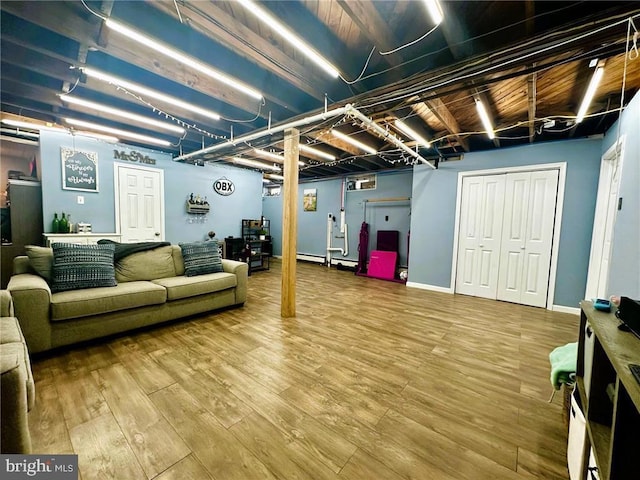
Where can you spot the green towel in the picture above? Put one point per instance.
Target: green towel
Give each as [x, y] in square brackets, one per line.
[563, 364]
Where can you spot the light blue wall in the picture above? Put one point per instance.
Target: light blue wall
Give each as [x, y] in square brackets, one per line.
[312, 226]
[624, 273]
[179, 181]
[434, 206]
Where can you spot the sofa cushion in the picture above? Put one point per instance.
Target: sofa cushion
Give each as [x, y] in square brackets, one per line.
[148, 265]
[201, 258]
[82, 266]
[185, 287]
[41, 260]
[178, 261]
[16, 355]
[95, 301]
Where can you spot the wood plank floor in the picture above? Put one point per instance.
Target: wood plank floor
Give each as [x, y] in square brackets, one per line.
[371, 380]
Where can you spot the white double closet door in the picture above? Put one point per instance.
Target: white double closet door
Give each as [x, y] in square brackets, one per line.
[506, 235]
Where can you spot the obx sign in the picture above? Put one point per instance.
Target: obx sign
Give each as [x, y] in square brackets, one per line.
[224, 186]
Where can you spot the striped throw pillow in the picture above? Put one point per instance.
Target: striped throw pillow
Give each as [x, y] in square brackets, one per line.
[201, 258]
[82, 266]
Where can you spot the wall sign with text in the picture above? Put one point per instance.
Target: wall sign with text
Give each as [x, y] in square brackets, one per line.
[79, 170]
[224, 186]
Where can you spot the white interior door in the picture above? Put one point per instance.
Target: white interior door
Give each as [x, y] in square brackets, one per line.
[603, 223]
[479, 235]
[527, 236]
[140, 193]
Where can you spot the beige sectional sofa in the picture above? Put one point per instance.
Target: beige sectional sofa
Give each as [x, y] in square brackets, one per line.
[151, 288]
[17, 386]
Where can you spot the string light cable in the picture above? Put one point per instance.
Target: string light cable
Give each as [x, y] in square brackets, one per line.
[413, 42]
[412, 90]
[493, 32]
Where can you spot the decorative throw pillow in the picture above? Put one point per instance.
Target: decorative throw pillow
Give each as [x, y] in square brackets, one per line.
[82, 266]
[147, 265]
[201, 258]
[41, 260]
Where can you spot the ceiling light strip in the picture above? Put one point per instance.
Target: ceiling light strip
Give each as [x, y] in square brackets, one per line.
[122, 113]
[119, 132]
[484, 117]
[589, 94]
[134, 87]
[269, 155]
[40, 127]
[353, 141]
[295, 41]
[273, 156]
[318, 153]
[254, 163]
[183, 58]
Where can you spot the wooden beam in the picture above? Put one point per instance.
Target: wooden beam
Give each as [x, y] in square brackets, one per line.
[289, 223]
[440, 110]
[531, 98]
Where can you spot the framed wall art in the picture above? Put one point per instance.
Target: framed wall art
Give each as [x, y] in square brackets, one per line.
[79, 170]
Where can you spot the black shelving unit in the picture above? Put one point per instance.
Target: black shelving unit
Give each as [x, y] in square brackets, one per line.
[256, 237]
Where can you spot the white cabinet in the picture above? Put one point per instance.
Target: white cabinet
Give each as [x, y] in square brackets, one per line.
[79, 238]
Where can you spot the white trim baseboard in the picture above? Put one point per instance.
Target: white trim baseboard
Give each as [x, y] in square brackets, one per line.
[433, 288]
[565, 309]
[311, 258]
[344, 262]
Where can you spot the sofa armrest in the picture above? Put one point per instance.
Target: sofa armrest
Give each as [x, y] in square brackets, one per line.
[31, 297]
[6, 304]
[241, 271]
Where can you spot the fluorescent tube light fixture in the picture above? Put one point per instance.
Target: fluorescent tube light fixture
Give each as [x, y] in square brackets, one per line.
[406, 129]
[273, 156]
[121, 113]
[117, 131]
[353, 142]
[134, 87]
[269, 155]
[254, 163]
[591, 91]
[316, 152]
[182, 58]
[435, 11]
[39, 127]
[295, 41]
[485, 119]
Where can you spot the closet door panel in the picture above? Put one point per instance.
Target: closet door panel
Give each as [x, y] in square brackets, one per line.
[539, 237]
[514, 232]
[480, 235]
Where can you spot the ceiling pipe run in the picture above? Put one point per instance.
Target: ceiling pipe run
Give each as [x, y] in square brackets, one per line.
--
## What to produce:
Leave out all images, then reproduce the entries above exactly.

## Task response:
Where can you spot the green towel in the picture above? Put one point per instance.
Target: green towel
Give each as [x, y] in square brackets, one per line.
[563, 364]
Where can you spot the light blue wall in the picture above? Put one point per instance.
Target: light blue wall
Give each as [x, y] in square brackets, one per line.
[312, 226]
[624, 273]
[179, 181]
[434, 206]
Where can you spot the sofa cushion in the picture above? Put one point per instance.
Target: sofa cushion
Give each as [x, y] in square brackets, one per line.
[148, 265]
[201, 258]
[82, 266]
[185, 287]
[41, 260]
[178, 261]
[16, 355]
[95, 301]
Where can you spot the wood plank floor in the picture above? Put one point per instance.
Target: wood plank floor
Give each as [x, y] in square brackets, one per line.
[371, 380]
Where can you spot the white double closet door in the picture above? Put one point per instance.
Target: white double closet door
Give each as [x, y] in square brackets, one per line.
[506, 235]
Where can you spot the obx sign in the picture above? Put one point per instance.
Target: obx sign
Give each as [x, y] in square brackets, one per line.
[224, 186]
Where can you spot the striped throw pillow in the picture above? Put one point per instance.
Target: striped throw pillow
Give each as [x, y] in square brackets, one per line.
[201, 258]
[82, 266]
Where can you spot the wall sign with text in the picture above? Put one point per instance.
Target: wall sign with text
Give each as [x, y] in square brackets, one per line.
[79, 170]
[224, 186]
Where can you spot the white interior door in the picture above? Put one point per instance.
Target: white interior door
Give each as [x, y] in square brackets, one per line.
[603, 223]
[479, 235]
[527, 236]
[140, 193]
Where can you spot the beige sectional sofa in the picture above? Put one point per instance.
Target: beige sectional sofa
Give each as [x, y] in square brackets, one per line.
[151, 288]
[17, 386]
Where can you spot the string light cable in the picture above? Put one point per instance.
Target: string light cable
Give each as [x, y] in square brackets, one per line.
[413, 42]
[412, 90]
[493, 32]
Where can you spot the decorative throw pillow in the picture above? Put one point per instance.
Target: decorative throw pillow
Give each as [x, y] in square brackets, one per line.
[82, 266]
[147, 265]
[201, 258]
[41, 260]
Where can you spot the ceiling light strip in the picture above? Put one point per instance.
Target: ceiling light strip
Give each as [x, y] in square brackets, one per line.
[122, 113]
[119, 132]
[484, 117]
[589, 94]
[134, 87]
[269, 155]
[40, 127]
[353, 141]
[295, 41]
[273, 156]
[318, 153]
[254, 163]
[183, 58]
Where can you spot the wooden beam in the picture above? Put one point per instance.
Target: wooden beam
Give each as [x, y] in square brackets, one per line.
[289, 223]
[440, 110]
[531, 98]
Where can you spot the framed wall art in the picture above? Put one point per instance.
Target: framed wall art
Give each as [x, y] in square brackets, one per line.
[79, 170]
Where can you spot the black shelving unit in the picture above? Put one point per instance.
Target: black shelving unit
Give each as [x, y] in square brackets, one per line.
[256, 237]
Where can you spot the white cabinet in the picture above? Put one point per instance.
Target: white cabinet
Give each as [x, y] in square brackets, one per line.
[79, 238]
Where can you spot the white trim baseboard in the picture above? Put one point per instance.
Target: white trim baseboard
Give each as [x, y] in square brackets, one per line.
[433, 288]
[565, 309]
[311, 258]
[344, 262]
Where can you spot the sofa armrest in the picture above? Put one point per instance.
Target: sofa armrest
Give each as [x, y] in square brackets, one per line.
[31, 297]
[6, 304]
[241, 271]
Where can you spot the fluorescent tube light fixture in the picture above? Put one point per instance.
Target: fluorescent tube light fixture
Give each as [x, y] in square brackets, one per line.
[406, 129]
[273, 156]
[121, 113]
[117, 131]
[353, 142]
[134, 87]
[269, 155]
[254, 163]
[591, 91]
[316, 152]
[182, 58]
[435, 11]
[39, 127]
[295, 41]
[485, 119]
Where can you spot the closet door panel in the picture above? Put one point per instance.
Target: closet door panel
Give each as [x, y] in square brackets, one per line.
[539, 237]
[514, 232]
[480, 235]
Where can you spot the ceiling pipe run in the picture above? Put one point per instance.
Target: ceiling pipe run
Give each as [x, y] in square brackets, one per line.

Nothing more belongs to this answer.